╭─ TEXT SEGMENT
Sunderland boss Roy Keane will shake hands with Mick McCarthy tomorrow night after insisting their feud is at an end.
The pair will go head-to-head at Molineux for the first time since their infamous pre-2002 World Cup finals bust-up in Saipan as the 16th-placed Black Cats travel to Wolves with three precious Championship points at stake.
Keane and McCarthy claim they have settled their differences, which saw the former Manchester United skipper sent home from the Republic of Ireland squad after an irrevocable split.
However, Wanderers boss McCarthy offered the 35-year-old an olive branch when he called him to inquire about a prospective loan deal earlier this month, and it was one Keane was happy to take.
Former Republic manager McCarthy said earlier this week he would shake hands with his former captain and, asked if he would do the same, Keane with a grin: 'I would have thought so, yes.
'It is all history now. It is all about Sunderland against Wolves now, not the managers.
'We put that to bed a few weeks ago and life goes on. Mick rang about a player and we had chat and it led to one or two other things.
╰─
╭─ GIVEN DATA
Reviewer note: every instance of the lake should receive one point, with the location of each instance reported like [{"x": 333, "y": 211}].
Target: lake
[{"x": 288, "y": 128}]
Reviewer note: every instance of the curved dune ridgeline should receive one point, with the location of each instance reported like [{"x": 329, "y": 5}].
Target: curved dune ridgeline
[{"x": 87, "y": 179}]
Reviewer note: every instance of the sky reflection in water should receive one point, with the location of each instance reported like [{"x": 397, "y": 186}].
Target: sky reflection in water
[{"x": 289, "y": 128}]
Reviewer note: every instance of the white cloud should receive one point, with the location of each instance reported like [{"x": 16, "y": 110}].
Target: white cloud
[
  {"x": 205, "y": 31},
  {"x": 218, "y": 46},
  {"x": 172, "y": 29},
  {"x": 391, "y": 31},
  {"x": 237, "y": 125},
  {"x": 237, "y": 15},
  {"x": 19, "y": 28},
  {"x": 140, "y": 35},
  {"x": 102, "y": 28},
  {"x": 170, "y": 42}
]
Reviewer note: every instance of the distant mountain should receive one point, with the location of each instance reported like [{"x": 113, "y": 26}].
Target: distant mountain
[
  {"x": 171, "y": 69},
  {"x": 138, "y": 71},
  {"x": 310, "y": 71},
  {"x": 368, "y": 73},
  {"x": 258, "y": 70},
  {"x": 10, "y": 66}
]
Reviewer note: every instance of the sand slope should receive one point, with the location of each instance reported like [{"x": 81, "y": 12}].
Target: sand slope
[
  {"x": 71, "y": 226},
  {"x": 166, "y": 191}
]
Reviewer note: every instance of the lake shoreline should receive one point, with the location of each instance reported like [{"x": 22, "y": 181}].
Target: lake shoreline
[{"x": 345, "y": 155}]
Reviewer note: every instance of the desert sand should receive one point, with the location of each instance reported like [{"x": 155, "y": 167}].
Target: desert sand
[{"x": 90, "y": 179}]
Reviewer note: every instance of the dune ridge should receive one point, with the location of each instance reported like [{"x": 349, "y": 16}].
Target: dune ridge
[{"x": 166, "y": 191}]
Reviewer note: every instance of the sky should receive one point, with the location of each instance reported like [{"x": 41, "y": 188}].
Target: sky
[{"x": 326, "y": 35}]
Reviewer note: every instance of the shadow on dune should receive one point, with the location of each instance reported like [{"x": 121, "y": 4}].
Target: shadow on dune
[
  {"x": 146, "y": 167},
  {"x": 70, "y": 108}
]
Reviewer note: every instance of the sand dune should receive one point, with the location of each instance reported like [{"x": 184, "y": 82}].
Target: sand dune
╰─
## TASK TO COMPLETE
Continue the news article about Roy Keane and Mick McCarthy from the point where it stops.

## OUTPUT
'It is history now, it really is. There is nothing to add to it.'
Keane's attempt to play down the rift which once existed is understandable, but will do little to quell the interest in an eagerly-anticipated reunion.
He admitted: 'We cannot do anything about that. The media have got their jobs to do. They have got to sell newspapers and create headlines.
'But from watching the players this week, there is no other reason why they should not be focused on the game.
'They have trained well on the back of a decent result last week. We have got some decent lads in the squad and they will just be focussing on the game, and rightly so.'
It has been an interesting few months for Keane, who arrived at the Stadium of Light in August admitting his forthright approach to the game had cost him at times.
As he was unveiled, he signalled his intent to bring a greater calmness to the latest phase of his career, and that is something he believes he has done.
He said: 'I think I have been fairly calm. Some of the players might disagree.
'I have tried to do that because if you are going to lose your head - there is stuff going on every day that will get you scratching your head, so if you are going to get frustrated, you will age fairly quickly.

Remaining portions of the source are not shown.